**SET OF TASKS**
A – In the text on the Zetetic Laboratory, condense the paragraph beginning "The laboratory is a research and information centre" into a short bulleted list that keeps its main facts.
B – According to the text on the Zetetic Laboratory, who founded the laboratory?

**TEXT SHOWN**
..............................
Laboratoire de Zététique Zetetic Laboratory
- Formation: 1998; 28 years ago
- Type: Research centre and educational institution
- Purpose: Investigation of paranormal claims; promotion of critical thinking
- Headquarters: University of Nice Sophia Antipolis
- Region served: France
- President: Henri Broch
- Website: unice.fr/zetetique/ Pronunciation of 'Laboratoire de Zététique'

= Laboratoire de Zététique =

French research and educational institution

The Laboratoire de Zététique (English: Zetetic Laboratory) is a structure founded by professor Henri Broch in 1998.

== Purpose and history ==
The laboratory is a research and information centre concerned with purported "paranormal" or "abnormal" phenomena. The goal is dissemination of the scientific method and zététique (defined as "the art of doubt", in English better known as scientific skepticism).
..............................
**EXCERPTED DATA**
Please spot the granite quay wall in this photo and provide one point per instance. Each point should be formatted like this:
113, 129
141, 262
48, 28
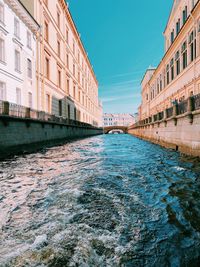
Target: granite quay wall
177, 128
32, 129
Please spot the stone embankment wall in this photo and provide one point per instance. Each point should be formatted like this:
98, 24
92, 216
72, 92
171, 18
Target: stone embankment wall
180, 132
19, 134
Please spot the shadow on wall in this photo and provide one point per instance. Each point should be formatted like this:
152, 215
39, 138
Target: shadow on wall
65, 108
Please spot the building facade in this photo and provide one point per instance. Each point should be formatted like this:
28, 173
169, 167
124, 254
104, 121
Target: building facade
178, 75
18, 53
111, 119
67, 85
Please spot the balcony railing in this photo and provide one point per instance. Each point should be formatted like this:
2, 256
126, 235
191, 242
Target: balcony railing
14, 110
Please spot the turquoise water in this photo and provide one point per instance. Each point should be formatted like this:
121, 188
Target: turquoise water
111, 200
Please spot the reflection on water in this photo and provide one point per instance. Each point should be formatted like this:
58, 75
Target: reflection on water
102, 201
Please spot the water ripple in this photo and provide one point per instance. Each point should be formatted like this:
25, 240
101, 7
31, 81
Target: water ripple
102, 201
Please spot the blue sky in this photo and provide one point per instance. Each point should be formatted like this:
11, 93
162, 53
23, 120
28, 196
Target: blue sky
123, 38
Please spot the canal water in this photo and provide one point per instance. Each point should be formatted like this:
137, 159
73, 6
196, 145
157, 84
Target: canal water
111, 200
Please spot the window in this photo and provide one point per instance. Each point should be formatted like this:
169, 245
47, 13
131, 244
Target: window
16, 28
185, 15
17, 61
60, 107
28, 39
18, 96
29, 68
67, 60
30, 100
74, 91
46, 31
58, 18
177, 59
68, 109
68, 86
59, 78
167, 70
1, 13
2, 91
192, 43
178, 27
73, 47
74, 70
67, 35
160, 82
184, 55
79, 96
48, 103
172, 36
47, 67
58, 45
172, 69
2, 50
79, 77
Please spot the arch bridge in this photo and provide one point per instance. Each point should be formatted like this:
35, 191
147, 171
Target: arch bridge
117, 129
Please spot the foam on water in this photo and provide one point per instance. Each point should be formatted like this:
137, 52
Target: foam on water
102, 201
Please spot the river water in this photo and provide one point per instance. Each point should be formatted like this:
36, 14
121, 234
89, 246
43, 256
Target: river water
111, 200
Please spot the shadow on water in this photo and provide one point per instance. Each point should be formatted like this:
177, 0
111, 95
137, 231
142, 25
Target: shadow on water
104, 201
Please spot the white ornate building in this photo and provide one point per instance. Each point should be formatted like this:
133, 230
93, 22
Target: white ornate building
18, 53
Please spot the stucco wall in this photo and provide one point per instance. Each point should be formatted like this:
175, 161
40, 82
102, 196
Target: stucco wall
182, 135
25, 134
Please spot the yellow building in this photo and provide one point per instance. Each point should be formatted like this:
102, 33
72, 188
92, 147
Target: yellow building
67, 85
178, 75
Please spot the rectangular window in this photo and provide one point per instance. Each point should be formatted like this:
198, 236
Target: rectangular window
29, 68
178, 26
74, 70
58, 19
46, 31
167, 74
184, 55
59, 78
18, 96
17, 61
2, 91
68, 109
73, 47
58, 44
2, 50
1, 13
67, 36
48, 103
16, 28
74, 91
172, 69
177, 58
47, 67
185, 15
172, 36
30, 100
67, 60
28, 39
60, 107
68, 86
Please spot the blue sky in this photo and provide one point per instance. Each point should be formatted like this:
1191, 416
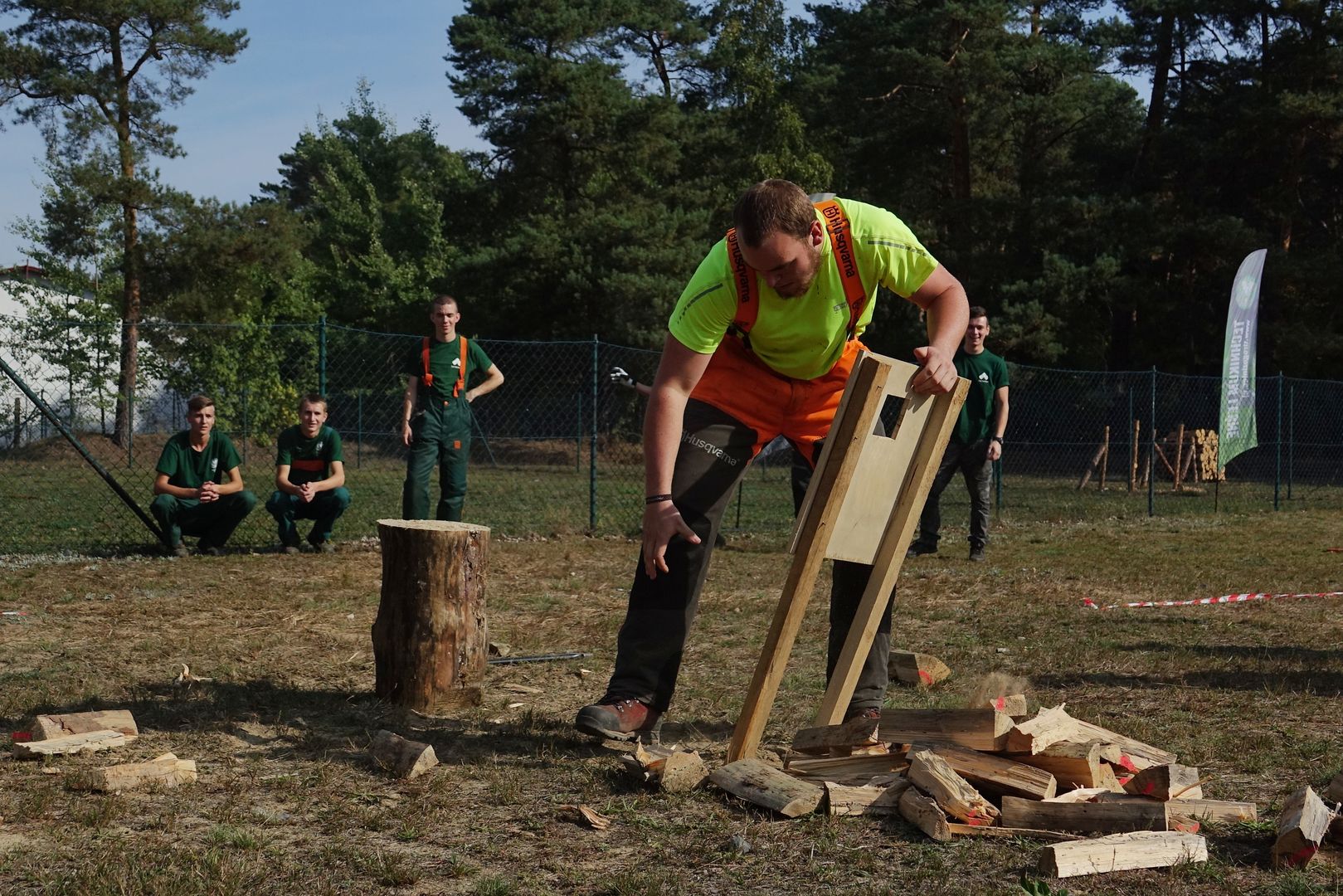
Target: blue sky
305, 56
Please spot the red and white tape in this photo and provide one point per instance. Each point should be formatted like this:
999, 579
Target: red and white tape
1225, 598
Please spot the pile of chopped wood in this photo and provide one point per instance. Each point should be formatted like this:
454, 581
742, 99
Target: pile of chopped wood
1108, 802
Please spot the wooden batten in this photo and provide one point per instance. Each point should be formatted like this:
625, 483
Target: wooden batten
401, 757
163, 772
1075, 765
995, 776
912, 668
1301, 828
1134, 752
1009, 833
1122, 852
768, 787
1034, 735
1102, 818
867, 800
982, 730
856, 733
82, 723
924, 813
1166, 782
67, 744
931, 774
1015, 704
1219, 811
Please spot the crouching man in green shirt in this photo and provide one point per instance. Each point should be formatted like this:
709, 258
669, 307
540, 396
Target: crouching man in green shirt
309, 477
199, 489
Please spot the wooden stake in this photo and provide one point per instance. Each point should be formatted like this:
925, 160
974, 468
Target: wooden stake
1301, 829
766, 786
1104, 461
1132, 464
1177, 472
1122, 852
80, 723
430, 646
164, 772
..............................
**FULL ANSWERS**
A –
- Research and information center
- Deals with purported "paranormal" or "abnormal" phenomena
- Aims to spread the scientific method and zététique ("the art of doubt," known in English as scientific skepticism)

B – Professor Henri Broch founded it.